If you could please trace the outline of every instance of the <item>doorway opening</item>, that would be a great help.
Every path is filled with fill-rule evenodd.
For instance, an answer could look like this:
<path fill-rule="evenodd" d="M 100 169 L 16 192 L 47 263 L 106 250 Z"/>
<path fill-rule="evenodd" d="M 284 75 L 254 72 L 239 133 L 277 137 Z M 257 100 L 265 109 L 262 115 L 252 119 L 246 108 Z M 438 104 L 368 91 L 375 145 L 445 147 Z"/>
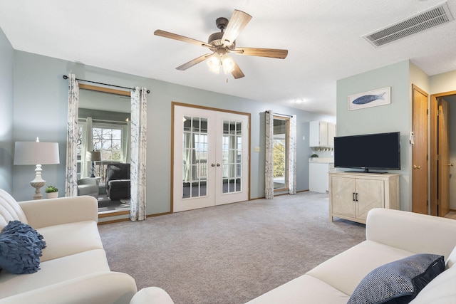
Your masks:
<path fill-rule="evenodd" d="M 430 214 L 456 212 L 456 91 L 430 97 Z"/>
<path fill-rule="evenodd" d="M 274 116 L 273 158 L 274 191 L 288 191 L 289 118 Z"/>
<path fill-rule="evenodd" d="M 247 201 L 250 114 L 172 103 L 171 211 Z"/>

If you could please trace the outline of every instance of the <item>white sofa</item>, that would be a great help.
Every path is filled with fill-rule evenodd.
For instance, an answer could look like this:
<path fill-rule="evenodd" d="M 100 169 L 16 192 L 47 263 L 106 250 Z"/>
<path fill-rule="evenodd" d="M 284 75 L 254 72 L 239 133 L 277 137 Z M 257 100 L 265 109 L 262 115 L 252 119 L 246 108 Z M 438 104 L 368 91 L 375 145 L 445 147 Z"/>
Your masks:
<path fill-rule="evenodd" d="M 135 303 L 135 280 L 110 271 L 97 227 L 98 202 L 82 196 L 16 202 L 0 189 L 0 231 L 10 221 L 28 224 L 44 237 L 41 270 L 30 274 L 0 271 L 0 303 Z M 149 299 L 172 303 L 164 290 Z M 150 302 L 154 303 L 154 302 Z"/>
<path fill-rule="evenodd" d="M 455 246 L 456 220 L 399 210 L 372 209 L 367 218 L 366 241 L 248 303 L 347 303 L 371 271 L 416 253 L 444 256 L 447 269 L 410 303 L 456 303 Z"/>

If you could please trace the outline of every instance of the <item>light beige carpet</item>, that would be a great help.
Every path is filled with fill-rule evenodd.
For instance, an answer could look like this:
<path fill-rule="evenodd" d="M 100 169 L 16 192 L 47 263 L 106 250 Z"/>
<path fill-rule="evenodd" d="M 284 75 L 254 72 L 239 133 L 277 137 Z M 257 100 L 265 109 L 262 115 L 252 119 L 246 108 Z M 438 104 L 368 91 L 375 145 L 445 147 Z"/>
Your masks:
<path fill-rule="evenodd" d="M 153 204 L 153 199 L 148 201 Z M 330 221 L 328 195 L 302 192 L 99 226 L 111 270 L 176 304 L 243 303 L 366 238 Z"/>

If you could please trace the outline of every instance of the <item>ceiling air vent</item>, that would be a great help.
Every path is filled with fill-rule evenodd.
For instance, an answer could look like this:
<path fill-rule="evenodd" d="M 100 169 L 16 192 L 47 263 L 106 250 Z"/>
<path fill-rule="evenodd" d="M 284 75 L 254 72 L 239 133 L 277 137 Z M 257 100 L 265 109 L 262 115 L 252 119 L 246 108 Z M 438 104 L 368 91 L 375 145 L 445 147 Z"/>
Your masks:
<path fill-rule="evenodd" d="M 363 38 L 377 47 L 453 20 L 447 2 L 443 2 Z"/>

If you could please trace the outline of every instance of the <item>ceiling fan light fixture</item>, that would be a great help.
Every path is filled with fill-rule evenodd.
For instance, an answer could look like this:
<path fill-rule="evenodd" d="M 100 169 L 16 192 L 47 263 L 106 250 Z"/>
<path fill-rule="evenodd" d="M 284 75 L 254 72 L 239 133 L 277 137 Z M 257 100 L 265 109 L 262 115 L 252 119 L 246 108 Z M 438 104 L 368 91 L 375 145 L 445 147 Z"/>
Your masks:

· · · · · · ·

TASK DETAILS: Rewrite all the entries above with the phrase "trace the outline of" switched to "draw a polygon around" everywhere it appears, keeping everything else the same and omitting the pictures.

CORRECT ANSWER:
If you could please draw a polygon around every instance of the <item>doorway opening</item>, that would be a great help.
Every path is filled with fill-rule evenodd.
For instance, an answer could look like this:
<path fill-rule="evenodd" d="M 100 169 L 16 192 L 47 263 L 106 250 Z"/>
<path fill-rule="evenodd" d="M 284 75 L 254 72 L 239 133 L 277 137 Z M 257 100 L 265 109 L 262 115 L 252 119 L 246 108 Z M 438 104 L 368 91 L 375 145 L 445 147 Z"/>
Your masks:
<path fill-rule="evenodd" d="M 430 214 L 456 212 L 456 91 L 430 97 Z"/>
<path fill-rule="evenodd" d="M 274 116 L 273 158 L 274 191 L 288 191 L 289 118 Z"/>
<path fill-rule="evenodd" d="M 247 201 L 250 114 L 172 103 L 171 211 Z"/>

If you could please draw a polygon around every instance of the <item>white sofa</item>, that would be a great help.
Every path is filled with fill-rule evenodd.
For instance, an answer could look like this:
<path fill-rule="evenodd" d="M 100 169 L 16 192 L 47 263 L 106 250 Z"/>
<path fill-rule="evenodd" d="M 284 75 L 254 72 L 239 133 L 277 137 Z M 257 100 L 265 109 L 262 115 L 252 119 L 246 108 Z M 438 104 L 368 91 L 375 145 L 445 147 Z"/>
Your masks:
<path fill-rule="evenodd" d="M 135 303 L 135 280 L 110 271 L 97 227 L 98 202 L 82 196 L 16 202 L 0 189 L 0 231 L 10 221 L 28 224 L 44 237 L 41 270 L 30 274 L 0 271 L 0 303 Z M 149 299 L 172 303 L 164 290 Z M 150 302 L 154 303 L 154 302 Z"/>
<path fill-rule="evenodd" d="M 455 246 L 456 220 L 399 210 L 372 209 L 367 218 L 366 241 L 248 303 L 347 303 L 371 271 L 416 253 L 444 256 L 447 269 L 410 303 L 456 303 Z"/>

If you could please draw a polygon around every instance of the <item>light beige carpet</item>, that would be a great help.
Every path is filled with fill-rule evenodd.
For instance, an answer could look like this:
<path fill-rule="evenodd" d="M 100 169 L 16 192 L 47 263 L 106 250 Z"/>
<path fill-rule="evenodd" d="M 284 75 L 254 72 L 239 133 L 277 137 Z M 257 100 L 265 109 L 262 115 L 252 119 L 246 108 Z M 438 104 L 368 91 L 375 145 L 445 147 Z"/>
Your masks:
<path fill-rule="evenodd" d="M 153 204 L 153 199 L 148 201 Z M 330 221 L 328 195 L 302 192 L 99 226 L 111 270 L 176 304 L 243 303 L 366 238 Z"/>

If you could please draw a polygon around every instance of the <item>ceiling air vent</item>, that would be a great help.
Every path is filled with fill-rule evenodd.
For instance, an answer could look like this:
<path fill-rule="evenodd" d="M 100 169 L 16 192 L 47 263 L 106 250 Z"/>
<path fill-rule="evenodd" d="M 284 75 L 254 72 L 239 133 L 277 137 Z M 257 100 L 265 109 L 262 115 L 252 119 L 246 108 Z M 438 104 L 368 91 L 375 145 L 445 147 Z"/>
Your masks:
<path fill-rule="evenodd" d="M 363 38 L 377 47 L 453 20 L 447 2 L 443 2 Z"/>

If you could please draw a polygon around every instance of the <item>ceiling fan light fixture</item>, that would be a great help.
Every path is filled with fill-rule evenodd.
For instance, an answer could look like this:
<path fill-rule="evenodd" d="M 100 169 L 16 192 L 47 263 L 106 250 Z"/>
<path fill-rule="evenodd" d="M 284 75 L 254 72 L 239 133 L 277 137 Z M 257 100 L 265 109 L 262 115 L 252 119 L 246 108 Z M 438 104 L 368 91 L 375 145 L 445 147 Z"/>
Your masks:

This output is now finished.